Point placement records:
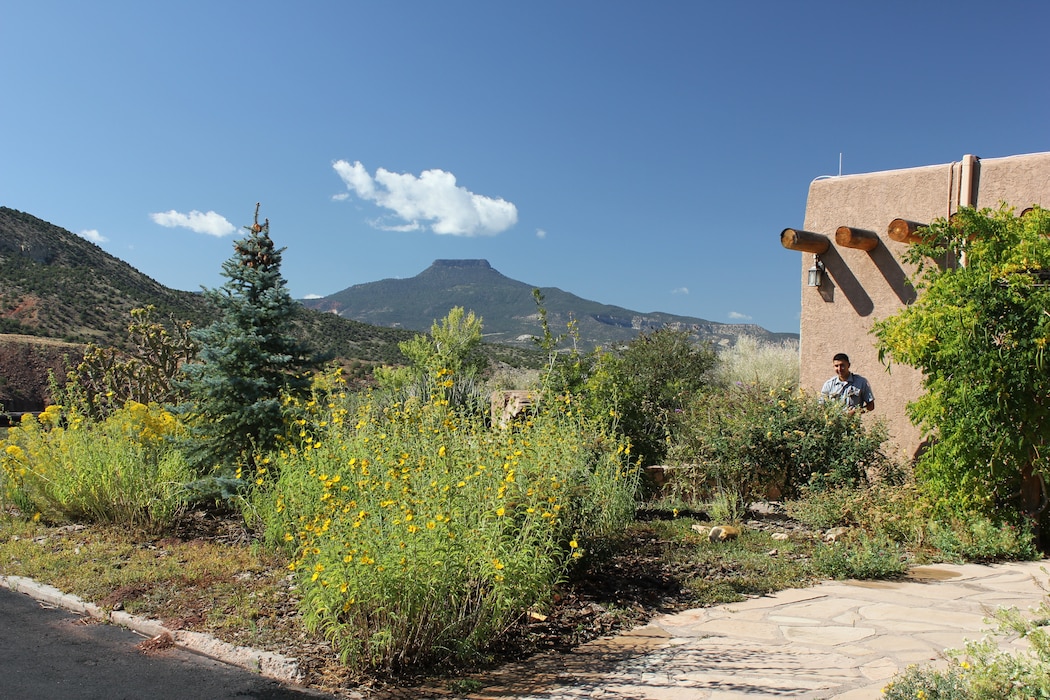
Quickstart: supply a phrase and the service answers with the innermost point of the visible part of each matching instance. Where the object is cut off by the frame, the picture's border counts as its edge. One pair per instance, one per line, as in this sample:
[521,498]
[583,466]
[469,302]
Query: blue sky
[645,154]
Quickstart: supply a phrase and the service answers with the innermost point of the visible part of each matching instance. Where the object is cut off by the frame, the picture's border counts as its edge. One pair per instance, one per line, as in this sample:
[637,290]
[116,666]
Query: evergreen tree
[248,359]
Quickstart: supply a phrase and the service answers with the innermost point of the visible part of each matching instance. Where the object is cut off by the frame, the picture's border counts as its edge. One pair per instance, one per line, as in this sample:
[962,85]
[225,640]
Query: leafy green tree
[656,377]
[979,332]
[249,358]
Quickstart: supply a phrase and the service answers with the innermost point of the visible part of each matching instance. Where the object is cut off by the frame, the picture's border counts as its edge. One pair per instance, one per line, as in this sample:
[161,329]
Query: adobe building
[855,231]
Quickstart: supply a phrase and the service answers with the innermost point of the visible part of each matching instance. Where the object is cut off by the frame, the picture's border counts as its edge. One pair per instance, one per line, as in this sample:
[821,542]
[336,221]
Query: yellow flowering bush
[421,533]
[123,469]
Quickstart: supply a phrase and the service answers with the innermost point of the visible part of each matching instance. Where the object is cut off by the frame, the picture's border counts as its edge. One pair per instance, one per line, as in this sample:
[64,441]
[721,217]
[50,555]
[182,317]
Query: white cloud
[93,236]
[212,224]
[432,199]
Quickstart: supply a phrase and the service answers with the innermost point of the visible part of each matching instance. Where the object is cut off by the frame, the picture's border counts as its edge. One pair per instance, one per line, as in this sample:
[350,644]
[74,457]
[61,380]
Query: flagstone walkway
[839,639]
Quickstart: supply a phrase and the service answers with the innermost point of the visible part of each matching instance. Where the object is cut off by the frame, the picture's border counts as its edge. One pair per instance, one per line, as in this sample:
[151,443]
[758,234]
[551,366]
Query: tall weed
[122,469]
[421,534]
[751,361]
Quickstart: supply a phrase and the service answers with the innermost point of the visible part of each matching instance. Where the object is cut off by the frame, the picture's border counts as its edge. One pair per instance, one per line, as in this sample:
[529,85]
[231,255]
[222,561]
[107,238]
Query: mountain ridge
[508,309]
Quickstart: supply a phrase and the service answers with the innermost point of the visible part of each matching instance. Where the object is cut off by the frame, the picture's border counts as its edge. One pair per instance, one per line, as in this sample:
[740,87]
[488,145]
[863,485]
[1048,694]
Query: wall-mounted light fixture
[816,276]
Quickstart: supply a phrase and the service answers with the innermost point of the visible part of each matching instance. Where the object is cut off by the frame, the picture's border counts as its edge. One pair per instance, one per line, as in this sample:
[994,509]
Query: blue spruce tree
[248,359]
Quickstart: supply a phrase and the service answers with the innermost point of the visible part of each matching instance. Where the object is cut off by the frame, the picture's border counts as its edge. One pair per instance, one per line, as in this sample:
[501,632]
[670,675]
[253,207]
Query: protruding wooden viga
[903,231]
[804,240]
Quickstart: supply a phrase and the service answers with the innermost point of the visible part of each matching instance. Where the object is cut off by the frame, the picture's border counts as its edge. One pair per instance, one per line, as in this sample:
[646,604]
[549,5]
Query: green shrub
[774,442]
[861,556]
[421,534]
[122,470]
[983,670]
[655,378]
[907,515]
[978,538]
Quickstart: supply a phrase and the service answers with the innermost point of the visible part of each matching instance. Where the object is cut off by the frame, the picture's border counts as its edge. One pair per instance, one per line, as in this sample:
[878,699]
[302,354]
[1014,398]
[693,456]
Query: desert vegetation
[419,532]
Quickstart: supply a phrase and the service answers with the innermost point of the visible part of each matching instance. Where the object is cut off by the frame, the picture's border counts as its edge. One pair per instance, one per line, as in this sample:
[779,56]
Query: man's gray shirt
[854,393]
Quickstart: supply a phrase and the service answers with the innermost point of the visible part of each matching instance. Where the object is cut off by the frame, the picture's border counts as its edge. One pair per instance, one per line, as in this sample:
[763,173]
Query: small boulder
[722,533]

Work instructions ::
Copy out all the data without changing anything, and drop the pictures.

Correct output ::
Quickstart: supply a phrase and the service answers with the innermost point of the visible part of each matching instance. Where the object is cut off by the frame, the picture's border counts as its edge. One pair per instance, one per line, as in this sample:
[521,498]
[583,466]
[469,302]
Query: blue sky
[645,154]
Quickstart: supply a phrase and the service answers with the innermost point of the visible part of each matching instance. Where the object is cut off by the frame, the picture's border counts as its edge. One pair per instance, one per line, as in this sample:
[637,290]
[116,666]
Query: evergreen tree
[248,359]
Quickstart: supply a phrase and the service answers with the innermost point of the visible part of each matching instance. Where the object is cut off by the frame, the picture's border counts as its edge. One pair per instance, one per line, as in this sample:
[962,85]
[225,640]
Query: leafy green tree
[656,377]
[979,332]
[249,358]
Quickstart: supply a phrase and the service answers with the innermost point of the visible part of each matching instance. Where the object is cut off by the frame, the picture's border counts as its edge. One pair per instance, one per line, as in this sample:
[161,329]
Query: adobe building
[855,231]
Quickstart: supply a phrase and the service answers with the innermost point of the visible part of each matching instance. Where the object is cut off by the frame, the picture's border counts as its edge. One pair per instance, one per line, as in this sample:
[821,542]
[336,221]
Query: yellow flowering bush
[421,533]
[123,469]
Quickstart: supply a phrase and the service answers with the innermost point of the visible part of each matching instance. Where the object is cut off by the frame, the picture's border counts as its edge. One pair per instance, one per line, as in this sample:
[64,441]
[721,217]
[50,555]
[182,317]
Query: white cloud
[93,236]
[212,224]
[432,199]
Quickstart: supply a phrase and the service answers with the innermost point of the visible part of each matching instance. Where the object is cut off by the frame, the picture's border counts as its edge. One pair per instance, one per line, as in this sample:
[350,644]
[74,457]
[61,380]
Query: flagstone walkway
[839,639]
Quickstart: supply a phrase and the service answers with the innermost point of the visible part of each matching instance. Where the object is cut off by the frame, the picture's border counts as its edge. One pair per instance, one per line, as in this sample:
[151,443]
[758,234]
[551,366]
Query: tall weed
[122,469]
[421,534]
[751,361]
Quickstart: supply a phrase and the service answers with the innermost point of the visible part of each matching instance. Where the object is cut off by the frame, the picture's border counts as its edge. One pair per instance, one per line, as in this sample:
[529,85]
[231,255]
[222,561]
[107,238]
Query: mountain ridge
[508,309]
Quickstart: supply a phrase and the service answers with the innermost point of the visible part of each matching instance. Where the object is cut off by the frame, the picture's border counts as its edge. One pair per instance, one per line, as in this sample:
[740,87]
[488,145]
[863,485]
[1048,694]
Query: wall-mounted light fixture
[816,276]
Quickstart: supply a phrase and the service answers with the innermost point of the visible part of each matching instance. Where the object is cut off by the frame, the picture's border counts as its edge. One pair per instance, one per line, as in this sample:
[994,509]
Query: blue spruce tree
[248,359]
Quickstart: supply a phrase and the service answers with the innermost point of the visible part of each matching instance. Where the object is cut off by the frame, the picture's border counts as its edge. One pair per instance, one per line, as in this sample:
[501,632]
[670,675]
[253,207]
Query: protruding wooden viga
[903,231]
[804,240]
Quickstart: supply a phrase and the service answers with the innermost point of the visible part of each matching instance. Where the object is cut off by the frame, the picture's border counts as its edge. One pair per instance, one per line, as in this sample:
[646,604]
[549,5]
Query: green shrub
[774,442]
[861,556]
[421,534]
[122,470]
[983,670]
[655,378]
[907,515]
[978,538]
Quickstart: supply a phrase and the service answers with the innermost point of the visible part of each matching instance. Where the object is cut off by the frame, the picture's border counts as its edge. One pair per instance, one per line, as in this sample:
[878,699]
[302,354]
[1014,398]
[693,456]
Query: desert vegetation
[419,532]
Quickstart: supply a phrase and the service answers with the innermost point of the visible part of each matching instance. Where the object is cut off by the frame, the picture's border counts as its edge. One pair per instance, one per line, as in this sample:
[779,56]
Query: man's gray shirt
[854,393]
Quickstart: supply a phrase and the service answers with the innermost point of the visible part of each matching instance. Where the object is cut off by the frame, the picture's border counts as its edge. One pair per instance, one per line, as in this sample:
[763,173]
Query: small boulder
[722,533]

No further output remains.